Extrait du document ▸
§
En six mois, le nombre de procédures collectives a franchi un seuil symbolique, traduisant moins un accident conjoncturel qu’un nouvel état de vulnérabilité structurelle pour les entreprises françaises. La barre des 32 000 défaillances a été dépassée, dans un climat où la dynamique entrepreneuriale reste forte mais de plus en plus heurtée par les incertitudes économiques. La construction et l’immobilier paient le plus lourd tribut, tandis que quelques secteurs font preuve d’une relative résilience.


Un volume élevé et constant de défaillances

Le premier semestre 2025 s’est clos sur un constat implacable : 32 228 entreprises françaises ont été placées en procédure collective, soit une hausse de +14,5 % par rapport à la même période en 2024. Ce chiffre confirme une dynamique désormais ancrée : les défaillances ne relèvent plus de l’accident ponctuel, mais d’une réalité économique persistante.

Ce niveau élevé est d’autant plus préoccupant qu’il survient dans un contexte de forte dynamique entrepreneuriale : 322 544 créations d'entreprises ont été enregistrées au cours des six premiers mois de l’année, en évolution de 8,8 % sur un an.

Cette vitalité masque cependant une certaine fragilité du tissu économique, où nombre de jeunes structures ne parviennent pas à franchir le cap critique des premières années.


Construction et immobilier : les épicentres de la crise

Sans surprise, la construction reste l’un des secteurs les plus exposés, avec près de 3 324 ouvertures de procédures collectives au deuxième trimestre, représentant 21,3 % des entreprises en difficulté et plus de 8 800 emplois menacés (T2 2025).

Le secteur, asphyxié par la crise du logement neuf, la baisse du budget MaPrimeRénov’ et des perspectives d’investissement en berne, voit ses marges se réduire dangereusement.

Du côté de l’immobilier, le tableau est plus contrasté : 445 entreprises ont été placées en procédure collective au 2e trimestre, représentant 0,3 % des effectifs concernés. Mais, la baisse de l’âge moyen des entreprises en difficulté (9,5 ans contre 9,8 au T1) suggère une dégradation en amont : les entreprises immobilières touchées sont de plus en plus jeunes…


Des signaux d’alerte dans les services

Les services aux entreprises et le secteur du transport et entreposage affichent des signes préoccupants. Au deuxième trimestre, 1 882 sociétés de conseil et services aux entreprises ont fait l’objet d’une procédure collective, concentrant à elles seules 16,5 % des emplois menacés. Le secteur du transport n’est pas épargné avec 794 procédures recensées et près de 5 000 salariés concernés sur le T2.

Le secteur du commerce, traditionnellement en tension, confirme sa vulnérabilité : 3 351 procédures collectives au T2, menaçant près de 10 000 emplois. Déjà en tête au T1, le secteur reste sous pression constante.

Autre indicateur avancé des difficultés : les injonctions de payer ont quant à elles atteint 76 727 procédures.
§
Données enregistrées ▸

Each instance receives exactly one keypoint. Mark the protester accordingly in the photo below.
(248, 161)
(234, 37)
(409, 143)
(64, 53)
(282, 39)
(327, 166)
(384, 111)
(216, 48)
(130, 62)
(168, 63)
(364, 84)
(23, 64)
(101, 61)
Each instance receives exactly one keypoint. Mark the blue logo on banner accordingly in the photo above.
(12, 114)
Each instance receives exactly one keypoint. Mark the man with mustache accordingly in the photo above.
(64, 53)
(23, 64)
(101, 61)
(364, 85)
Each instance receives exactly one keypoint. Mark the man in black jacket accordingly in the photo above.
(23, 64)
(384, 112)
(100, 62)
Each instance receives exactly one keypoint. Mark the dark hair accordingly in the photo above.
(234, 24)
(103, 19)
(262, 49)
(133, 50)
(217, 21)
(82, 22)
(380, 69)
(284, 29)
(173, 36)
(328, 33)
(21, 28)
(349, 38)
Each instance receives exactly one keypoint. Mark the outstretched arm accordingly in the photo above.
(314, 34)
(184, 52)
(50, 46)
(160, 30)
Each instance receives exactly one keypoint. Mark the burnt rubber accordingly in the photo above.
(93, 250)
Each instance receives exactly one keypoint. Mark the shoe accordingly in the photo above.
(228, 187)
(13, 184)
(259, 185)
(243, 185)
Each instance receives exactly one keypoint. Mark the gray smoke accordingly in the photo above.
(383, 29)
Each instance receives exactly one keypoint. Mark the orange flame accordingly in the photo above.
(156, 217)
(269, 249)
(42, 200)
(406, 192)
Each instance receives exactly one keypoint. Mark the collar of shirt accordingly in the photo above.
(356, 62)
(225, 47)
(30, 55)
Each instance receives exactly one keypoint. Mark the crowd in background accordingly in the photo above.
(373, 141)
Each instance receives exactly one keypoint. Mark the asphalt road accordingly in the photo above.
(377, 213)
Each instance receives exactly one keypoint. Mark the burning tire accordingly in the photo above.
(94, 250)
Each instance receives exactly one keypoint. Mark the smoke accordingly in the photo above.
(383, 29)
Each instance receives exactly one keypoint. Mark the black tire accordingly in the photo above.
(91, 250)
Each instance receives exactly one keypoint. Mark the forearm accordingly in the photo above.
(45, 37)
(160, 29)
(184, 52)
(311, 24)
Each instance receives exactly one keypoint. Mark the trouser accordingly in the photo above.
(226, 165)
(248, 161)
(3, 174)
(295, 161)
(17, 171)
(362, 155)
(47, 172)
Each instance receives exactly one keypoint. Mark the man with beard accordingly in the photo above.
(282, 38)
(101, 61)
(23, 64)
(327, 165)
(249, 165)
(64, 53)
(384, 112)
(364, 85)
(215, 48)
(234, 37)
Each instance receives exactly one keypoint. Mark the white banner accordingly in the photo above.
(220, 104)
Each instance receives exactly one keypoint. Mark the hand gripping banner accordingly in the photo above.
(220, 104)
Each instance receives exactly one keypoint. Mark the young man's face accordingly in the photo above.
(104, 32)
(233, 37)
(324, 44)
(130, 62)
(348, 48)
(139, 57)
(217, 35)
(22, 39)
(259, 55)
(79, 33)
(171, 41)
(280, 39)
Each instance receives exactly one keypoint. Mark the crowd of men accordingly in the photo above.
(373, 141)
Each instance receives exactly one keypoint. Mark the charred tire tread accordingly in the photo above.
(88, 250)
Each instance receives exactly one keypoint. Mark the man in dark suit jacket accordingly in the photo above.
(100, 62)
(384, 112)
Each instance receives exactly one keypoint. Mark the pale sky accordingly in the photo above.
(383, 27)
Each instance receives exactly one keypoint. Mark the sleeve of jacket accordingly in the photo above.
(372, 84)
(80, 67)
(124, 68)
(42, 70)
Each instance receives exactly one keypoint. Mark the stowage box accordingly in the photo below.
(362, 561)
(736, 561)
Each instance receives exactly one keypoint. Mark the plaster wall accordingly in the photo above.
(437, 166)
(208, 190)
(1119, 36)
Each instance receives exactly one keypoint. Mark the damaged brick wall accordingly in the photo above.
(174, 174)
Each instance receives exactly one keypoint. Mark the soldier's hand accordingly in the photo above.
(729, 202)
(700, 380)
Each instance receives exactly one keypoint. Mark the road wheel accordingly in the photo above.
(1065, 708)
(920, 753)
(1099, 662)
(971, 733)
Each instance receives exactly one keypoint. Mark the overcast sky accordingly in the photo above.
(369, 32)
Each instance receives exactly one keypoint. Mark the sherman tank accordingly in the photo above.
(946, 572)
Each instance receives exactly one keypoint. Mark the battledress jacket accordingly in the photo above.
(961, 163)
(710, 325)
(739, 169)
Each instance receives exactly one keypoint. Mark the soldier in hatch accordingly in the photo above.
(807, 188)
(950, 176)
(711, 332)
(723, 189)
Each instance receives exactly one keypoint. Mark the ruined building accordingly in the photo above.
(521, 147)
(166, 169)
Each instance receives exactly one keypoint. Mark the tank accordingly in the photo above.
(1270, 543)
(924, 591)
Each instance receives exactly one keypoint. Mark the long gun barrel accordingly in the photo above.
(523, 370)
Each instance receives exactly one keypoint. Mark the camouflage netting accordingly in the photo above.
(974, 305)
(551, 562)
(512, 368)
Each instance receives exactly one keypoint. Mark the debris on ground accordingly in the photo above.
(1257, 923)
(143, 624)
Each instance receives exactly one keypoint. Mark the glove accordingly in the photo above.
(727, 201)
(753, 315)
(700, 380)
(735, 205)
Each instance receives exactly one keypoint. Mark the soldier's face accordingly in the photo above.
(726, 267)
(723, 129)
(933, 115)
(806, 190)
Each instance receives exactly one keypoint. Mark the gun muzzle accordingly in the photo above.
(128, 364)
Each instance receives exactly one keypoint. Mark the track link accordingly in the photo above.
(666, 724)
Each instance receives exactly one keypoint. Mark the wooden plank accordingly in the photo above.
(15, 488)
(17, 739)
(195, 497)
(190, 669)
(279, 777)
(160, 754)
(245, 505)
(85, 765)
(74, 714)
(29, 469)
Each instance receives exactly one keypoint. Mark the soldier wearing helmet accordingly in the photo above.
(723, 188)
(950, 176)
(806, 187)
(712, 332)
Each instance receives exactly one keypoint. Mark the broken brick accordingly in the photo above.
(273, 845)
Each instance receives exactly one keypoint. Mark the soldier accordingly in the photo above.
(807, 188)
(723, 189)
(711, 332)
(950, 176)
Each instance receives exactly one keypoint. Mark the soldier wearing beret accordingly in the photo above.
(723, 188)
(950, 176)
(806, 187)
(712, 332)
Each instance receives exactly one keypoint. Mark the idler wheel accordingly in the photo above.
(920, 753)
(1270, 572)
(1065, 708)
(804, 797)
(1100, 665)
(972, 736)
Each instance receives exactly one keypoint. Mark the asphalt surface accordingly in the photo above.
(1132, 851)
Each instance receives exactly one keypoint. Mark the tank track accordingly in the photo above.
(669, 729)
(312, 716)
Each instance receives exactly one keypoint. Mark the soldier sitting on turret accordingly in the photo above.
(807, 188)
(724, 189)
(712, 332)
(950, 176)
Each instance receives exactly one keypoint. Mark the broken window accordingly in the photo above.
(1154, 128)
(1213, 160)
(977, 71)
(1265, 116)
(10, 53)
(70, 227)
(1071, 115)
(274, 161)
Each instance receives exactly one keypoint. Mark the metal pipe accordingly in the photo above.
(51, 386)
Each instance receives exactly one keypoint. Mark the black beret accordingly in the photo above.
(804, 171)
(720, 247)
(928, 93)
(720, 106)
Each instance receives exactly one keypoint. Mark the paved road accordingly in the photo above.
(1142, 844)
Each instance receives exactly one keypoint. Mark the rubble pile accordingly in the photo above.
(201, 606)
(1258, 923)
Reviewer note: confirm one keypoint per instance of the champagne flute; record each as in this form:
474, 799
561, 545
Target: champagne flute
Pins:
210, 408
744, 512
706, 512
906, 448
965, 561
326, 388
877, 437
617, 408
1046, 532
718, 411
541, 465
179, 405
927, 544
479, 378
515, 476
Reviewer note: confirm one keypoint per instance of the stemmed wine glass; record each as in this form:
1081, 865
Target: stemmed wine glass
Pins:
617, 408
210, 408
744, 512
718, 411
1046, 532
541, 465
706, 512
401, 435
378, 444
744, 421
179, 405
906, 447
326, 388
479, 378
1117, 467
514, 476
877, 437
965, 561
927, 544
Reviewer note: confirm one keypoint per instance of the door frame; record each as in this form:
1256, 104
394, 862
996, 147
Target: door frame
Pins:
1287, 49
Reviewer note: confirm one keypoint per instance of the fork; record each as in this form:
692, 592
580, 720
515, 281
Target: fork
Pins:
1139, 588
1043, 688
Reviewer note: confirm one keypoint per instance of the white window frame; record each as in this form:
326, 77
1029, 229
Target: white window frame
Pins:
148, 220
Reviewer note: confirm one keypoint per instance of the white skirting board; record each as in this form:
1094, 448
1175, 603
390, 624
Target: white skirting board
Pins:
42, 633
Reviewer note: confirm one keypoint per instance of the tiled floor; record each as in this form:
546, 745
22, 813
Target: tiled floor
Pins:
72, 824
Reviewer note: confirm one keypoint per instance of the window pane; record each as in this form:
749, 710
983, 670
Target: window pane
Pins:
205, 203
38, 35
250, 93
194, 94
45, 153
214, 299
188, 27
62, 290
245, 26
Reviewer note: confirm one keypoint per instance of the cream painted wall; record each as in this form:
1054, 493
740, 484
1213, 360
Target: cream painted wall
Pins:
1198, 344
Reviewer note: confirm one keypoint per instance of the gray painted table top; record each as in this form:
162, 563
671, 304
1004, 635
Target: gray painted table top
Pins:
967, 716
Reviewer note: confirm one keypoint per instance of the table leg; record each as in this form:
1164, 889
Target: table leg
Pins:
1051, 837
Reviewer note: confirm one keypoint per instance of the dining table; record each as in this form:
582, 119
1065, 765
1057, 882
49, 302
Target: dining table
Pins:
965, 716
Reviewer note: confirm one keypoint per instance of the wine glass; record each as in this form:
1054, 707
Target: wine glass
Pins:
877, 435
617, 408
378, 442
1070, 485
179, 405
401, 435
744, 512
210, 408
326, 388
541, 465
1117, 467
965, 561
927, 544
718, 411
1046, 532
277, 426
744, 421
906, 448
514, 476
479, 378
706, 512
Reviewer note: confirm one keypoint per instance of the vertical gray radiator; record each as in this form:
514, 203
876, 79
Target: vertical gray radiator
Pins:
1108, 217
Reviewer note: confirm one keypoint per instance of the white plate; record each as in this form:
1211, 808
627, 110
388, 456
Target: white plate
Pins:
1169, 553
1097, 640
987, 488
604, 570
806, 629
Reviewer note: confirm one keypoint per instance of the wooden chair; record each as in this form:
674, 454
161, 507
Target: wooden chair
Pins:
§
Vos tâches ▸
**1)** Répondez à ces questions d'après l'extrait sur les défaillances d'entreprises :
(a) Combien d'entreprises françaises ont été placées en procédure collective au premier semestre 2025 ?
(b) Combien de procédures collectives le secteur du commerce a-t-il comptées au deuxième trimestre ?
(c) Quel nombre de procédures les injonctions de payer ont-elles atteint ?
**2)** Renvoyez chaque ligne des entrées qui contient la chaîne « dining », en tenant compte de la casse.
L'extrait et les entrées forment deux ensembles distincts, sans lien entre eux.

Les solutions ▸
**1)**
(a) 32 228 entreprises.
(b) 3 351 procédures collectives.
(c) 76 727 procédures.

**2)**
Reviewer note: confirm one keypoint per instance of the dining table; record each as in this form:
Target: dining table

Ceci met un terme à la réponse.